====== Given records ======
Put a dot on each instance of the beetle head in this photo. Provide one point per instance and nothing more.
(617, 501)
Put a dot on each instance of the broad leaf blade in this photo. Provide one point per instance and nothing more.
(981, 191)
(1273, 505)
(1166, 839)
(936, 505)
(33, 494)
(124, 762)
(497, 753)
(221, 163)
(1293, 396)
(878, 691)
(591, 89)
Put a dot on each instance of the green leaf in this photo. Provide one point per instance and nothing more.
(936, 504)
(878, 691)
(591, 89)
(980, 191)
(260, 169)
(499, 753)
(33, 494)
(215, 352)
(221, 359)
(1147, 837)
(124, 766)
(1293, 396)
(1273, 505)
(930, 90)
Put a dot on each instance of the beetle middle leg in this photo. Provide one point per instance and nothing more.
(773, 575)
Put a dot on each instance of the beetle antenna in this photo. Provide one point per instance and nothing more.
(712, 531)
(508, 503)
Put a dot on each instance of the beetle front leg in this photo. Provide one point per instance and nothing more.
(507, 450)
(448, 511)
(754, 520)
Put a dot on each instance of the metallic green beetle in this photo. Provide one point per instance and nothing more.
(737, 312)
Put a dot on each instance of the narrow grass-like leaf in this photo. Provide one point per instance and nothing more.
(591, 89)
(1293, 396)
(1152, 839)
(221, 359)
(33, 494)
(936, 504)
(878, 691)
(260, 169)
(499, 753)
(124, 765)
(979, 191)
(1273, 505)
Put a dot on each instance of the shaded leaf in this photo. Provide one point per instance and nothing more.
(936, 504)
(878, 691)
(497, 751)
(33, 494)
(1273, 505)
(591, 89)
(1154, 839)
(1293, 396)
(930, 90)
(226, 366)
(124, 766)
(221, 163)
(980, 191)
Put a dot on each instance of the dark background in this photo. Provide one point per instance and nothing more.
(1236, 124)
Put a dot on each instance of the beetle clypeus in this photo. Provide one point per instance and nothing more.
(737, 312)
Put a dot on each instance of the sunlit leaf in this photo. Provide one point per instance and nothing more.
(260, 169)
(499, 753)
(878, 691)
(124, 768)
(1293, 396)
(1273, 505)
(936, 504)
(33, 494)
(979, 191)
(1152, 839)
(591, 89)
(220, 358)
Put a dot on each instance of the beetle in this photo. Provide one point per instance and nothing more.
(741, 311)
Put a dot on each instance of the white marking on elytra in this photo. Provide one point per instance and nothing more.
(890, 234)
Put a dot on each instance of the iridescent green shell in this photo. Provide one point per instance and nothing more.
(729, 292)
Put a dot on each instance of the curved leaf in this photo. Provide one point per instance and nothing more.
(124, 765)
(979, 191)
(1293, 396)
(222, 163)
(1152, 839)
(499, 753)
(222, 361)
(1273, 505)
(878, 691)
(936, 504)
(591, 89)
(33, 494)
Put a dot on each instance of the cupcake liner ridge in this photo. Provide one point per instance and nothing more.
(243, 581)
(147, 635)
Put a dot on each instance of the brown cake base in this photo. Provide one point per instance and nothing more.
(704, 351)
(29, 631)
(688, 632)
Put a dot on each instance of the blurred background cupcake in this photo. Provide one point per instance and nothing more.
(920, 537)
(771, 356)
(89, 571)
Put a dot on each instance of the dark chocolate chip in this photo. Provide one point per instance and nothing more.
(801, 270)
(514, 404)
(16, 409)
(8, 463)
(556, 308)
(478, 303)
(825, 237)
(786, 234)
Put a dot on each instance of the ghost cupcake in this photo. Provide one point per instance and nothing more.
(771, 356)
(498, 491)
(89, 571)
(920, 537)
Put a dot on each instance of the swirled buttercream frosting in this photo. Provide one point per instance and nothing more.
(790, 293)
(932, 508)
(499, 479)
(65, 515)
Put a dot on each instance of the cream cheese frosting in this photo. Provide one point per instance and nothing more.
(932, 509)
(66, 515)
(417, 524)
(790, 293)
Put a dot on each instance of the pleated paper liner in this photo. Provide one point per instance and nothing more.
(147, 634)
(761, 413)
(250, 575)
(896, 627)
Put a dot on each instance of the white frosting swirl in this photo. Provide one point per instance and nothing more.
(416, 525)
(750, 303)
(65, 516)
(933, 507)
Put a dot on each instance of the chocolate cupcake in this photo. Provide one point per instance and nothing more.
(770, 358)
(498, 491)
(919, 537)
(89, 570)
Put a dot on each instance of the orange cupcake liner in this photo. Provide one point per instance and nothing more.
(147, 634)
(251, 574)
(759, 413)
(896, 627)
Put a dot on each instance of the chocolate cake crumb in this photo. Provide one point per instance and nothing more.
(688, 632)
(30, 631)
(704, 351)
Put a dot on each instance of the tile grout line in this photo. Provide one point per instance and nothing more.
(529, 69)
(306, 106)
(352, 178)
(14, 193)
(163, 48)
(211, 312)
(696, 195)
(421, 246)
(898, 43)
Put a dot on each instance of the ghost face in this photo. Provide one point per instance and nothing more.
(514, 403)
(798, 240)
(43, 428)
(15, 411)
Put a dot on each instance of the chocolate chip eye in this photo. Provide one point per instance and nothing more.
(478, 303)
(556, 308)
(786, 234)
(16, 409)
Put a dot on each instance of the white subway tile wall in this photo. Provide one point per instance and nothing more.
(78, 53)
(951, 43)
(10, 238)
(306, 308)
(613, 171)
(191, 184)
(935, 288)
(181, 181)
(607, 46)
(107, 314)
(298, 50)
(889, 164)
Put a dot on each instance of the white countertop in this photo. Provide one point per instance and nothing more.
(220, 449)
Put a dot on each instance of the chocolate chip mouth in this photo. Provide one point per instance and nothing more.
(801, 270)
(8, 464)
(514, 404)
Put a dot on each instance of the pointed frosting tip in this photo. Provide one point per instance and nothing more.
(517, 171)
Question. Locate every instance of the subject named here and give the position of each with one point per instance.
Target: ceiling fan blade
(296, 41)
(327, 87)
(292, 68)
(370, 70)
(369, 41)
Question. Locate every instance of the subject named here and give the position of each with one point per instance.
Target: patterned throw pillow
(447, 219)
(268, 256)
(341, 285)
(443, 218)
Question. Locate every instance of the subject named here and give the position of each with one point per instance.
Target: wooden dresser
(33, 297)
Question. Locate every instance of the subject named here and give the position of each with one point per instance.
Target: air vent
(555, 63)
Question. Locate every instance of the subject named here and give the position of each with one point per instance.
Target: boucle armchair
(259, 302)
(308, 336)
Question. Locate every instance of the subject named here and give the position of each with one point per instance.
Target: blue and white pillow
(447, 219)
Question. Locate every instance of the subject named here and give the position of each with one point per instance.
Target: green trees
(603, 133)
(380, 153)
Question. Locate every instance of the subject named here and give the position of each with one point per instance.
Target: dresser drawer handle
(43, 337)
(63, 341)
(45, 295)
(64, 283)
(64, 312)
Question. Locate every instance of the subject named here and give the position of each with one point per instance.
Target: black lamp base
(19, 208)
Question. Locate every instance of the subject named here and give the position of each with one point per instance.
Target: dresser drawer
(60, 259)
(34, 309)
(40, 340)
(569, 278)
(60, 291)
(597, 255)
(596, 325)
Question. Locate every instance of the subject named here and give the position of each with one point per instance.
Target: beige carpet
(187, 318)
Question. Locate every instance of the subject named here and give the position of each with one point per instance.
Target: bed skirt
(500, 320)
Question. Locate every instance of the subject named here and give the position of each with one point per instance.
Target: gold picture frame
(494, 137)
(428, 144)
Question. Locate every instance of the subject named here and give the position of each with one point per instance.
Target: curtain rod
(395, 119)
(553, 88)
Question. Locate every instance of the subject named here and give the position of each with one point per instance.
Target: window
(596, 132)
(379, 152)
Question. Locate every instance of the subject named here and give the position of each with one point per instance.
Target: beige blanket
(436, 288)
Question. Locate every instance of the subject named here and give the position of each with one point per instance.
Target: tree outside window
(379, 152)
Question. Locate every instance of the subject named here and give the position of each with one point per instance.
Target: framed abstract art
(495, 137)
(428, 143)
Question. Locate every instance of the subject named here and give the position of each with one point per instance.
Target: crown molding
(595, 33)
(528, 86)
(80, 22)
======
*Assignment*: The answer consists of the line holding "Target: gold picture frame" and every line after it up to the end of the records, word for word.

*Solution to the problem*:
Target: gold picture frame
(494, 137)
(428, 144)
Question. Locate every instance of the subject named here and give the position of each with one point per instance.
Target: curtain rod
(395, 119)
(553, 88)
Question. Locate every instance of the subject named here and give the position of each with one point per instance.
Target: window
(596, 132)
(379, 152)
Question. Locate every instance of the subject named here and give the position of each with one point per instance.
Target: beige blanket
(436, 288)
Question. Locate every instance of the subject named here and give the position of each with one point per instance.
Target: tree outside window
(379, 152)
Question. Locate every instance of the subject named here and give the position of each with one point per instance.
Target: framed abstract art
(495, 137)
(428, 143)
Question. Locate every instance of the subject named here and give the position of each with one point per instance.
Target: crown molding
(595, 33)
(528, 86)
(80, 22)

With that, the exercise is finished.